--- Start of EXTRACTED ENTRIES ---
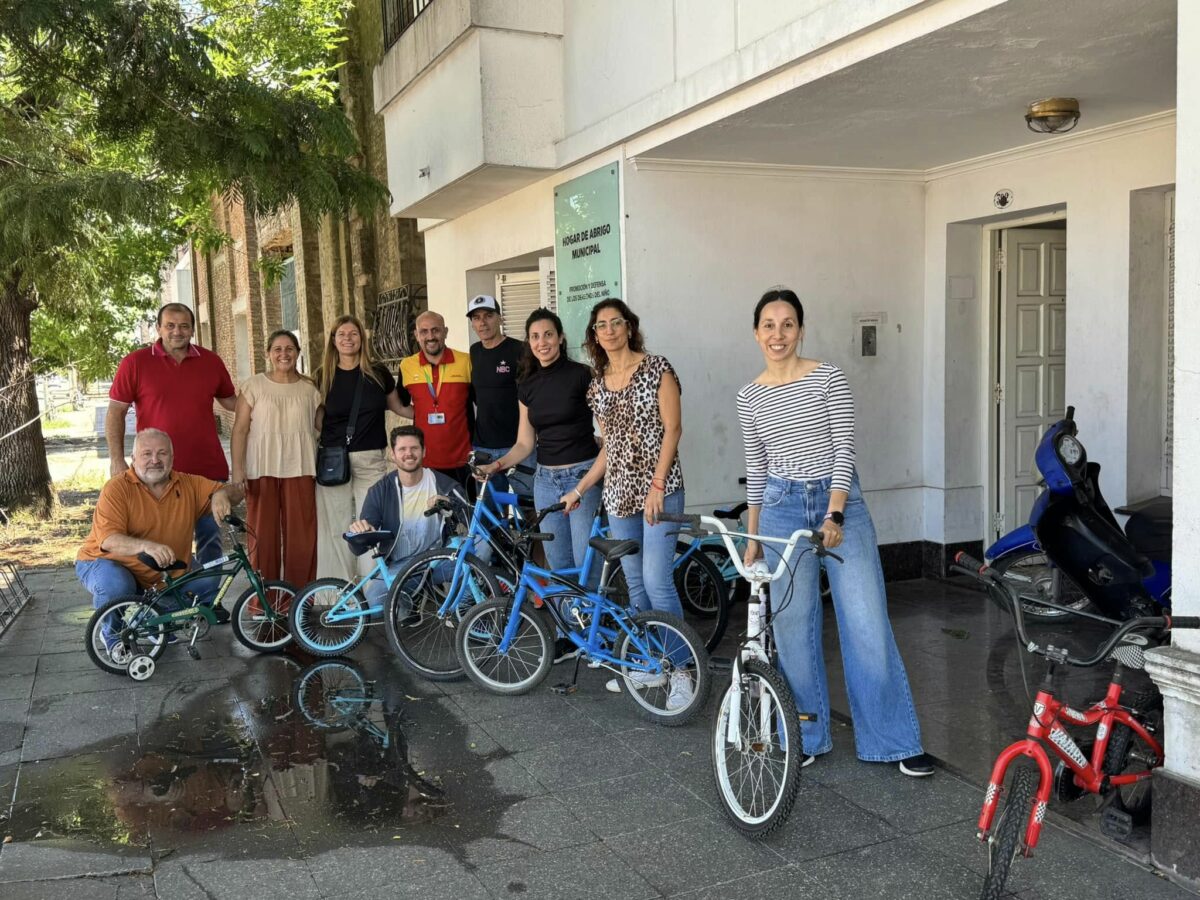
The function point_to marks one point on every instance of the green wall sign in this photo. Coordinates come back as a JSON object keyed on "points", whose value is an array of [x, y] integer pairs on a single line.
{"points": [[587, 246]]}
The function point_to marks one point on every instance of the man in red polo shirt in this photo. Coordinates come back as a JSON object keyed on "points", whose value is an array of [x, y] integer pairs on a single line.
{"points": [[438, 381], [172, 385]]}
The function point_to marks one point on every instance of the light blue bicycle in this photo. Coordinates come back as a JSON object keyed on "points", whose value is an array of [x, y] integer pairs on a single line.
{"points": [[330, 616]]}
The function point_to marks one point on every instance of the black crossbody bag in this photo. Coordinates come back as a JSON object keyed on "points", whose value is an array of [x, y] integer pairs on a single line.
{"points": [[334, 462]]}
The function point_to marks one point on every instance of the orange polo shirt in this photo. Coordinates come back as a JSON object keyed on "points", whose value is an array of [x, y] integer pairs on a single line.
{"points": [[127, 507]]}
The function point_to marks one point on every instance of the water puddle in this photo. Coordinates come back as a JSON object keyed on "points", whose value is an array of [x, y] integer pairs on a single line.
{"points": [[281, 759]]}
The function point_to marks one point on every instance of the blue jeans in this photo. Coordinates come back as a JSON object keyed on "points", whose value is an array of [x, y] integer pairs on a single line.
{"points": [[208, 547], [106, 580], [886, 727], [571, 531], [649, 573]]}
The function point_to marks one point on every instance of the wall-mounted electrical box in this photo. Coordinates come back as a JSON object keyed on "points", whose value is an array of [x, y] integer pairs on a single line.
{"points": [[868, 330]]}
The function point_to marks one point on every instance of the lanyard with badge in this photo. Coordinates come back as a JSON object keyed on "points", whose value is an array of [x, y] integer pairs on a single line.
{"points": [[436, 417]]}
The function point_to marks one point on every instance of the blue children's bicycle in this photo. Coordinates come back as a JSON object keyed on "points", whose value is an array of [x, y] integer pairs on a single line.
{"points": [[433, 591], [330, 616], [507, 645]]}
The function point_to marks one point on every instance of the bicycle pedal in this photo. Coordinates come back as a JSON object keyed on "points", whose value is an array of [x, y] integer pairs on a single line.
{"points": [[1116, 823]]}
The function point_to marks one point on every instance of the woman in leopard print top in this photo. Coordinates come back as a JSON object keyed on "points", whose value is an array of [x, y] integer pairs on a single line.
--- End of EXTRACTED ENTRIES ---
Reproduce every line from the one containing "the blue children's" through the end of the lines, both ends included and requests kept in place. Multiply each x and y coordinate in the answers by 1.5, round to whole numbers with halves rounded up, and leave the numbers in the requests unchanged.

§ **RESPONSE**
The function point_to marks one point on every instance of the blue children's bicycle in this photo. Coordinates come back as a JSON object keyed on "points", whose value is an array of [x, y] integer pairs on a single line.
{"points": [[650, 887], [495, 924], [761, 968]]}
The function point_to marks one point on every instance of the bicycle pedal in this photo. Coordinates come back as a JSON object keyed on "points", whose value is an array of [x, y] integer pairs on a single line.
{"points": [[1674, 1235]]}
The function point_to marks one point on every instance of the woman in leopard print top in this photo. Coordinates come back as a JSON object keyed on "points", whose value is an array of [x, y] integer pairs on a single line.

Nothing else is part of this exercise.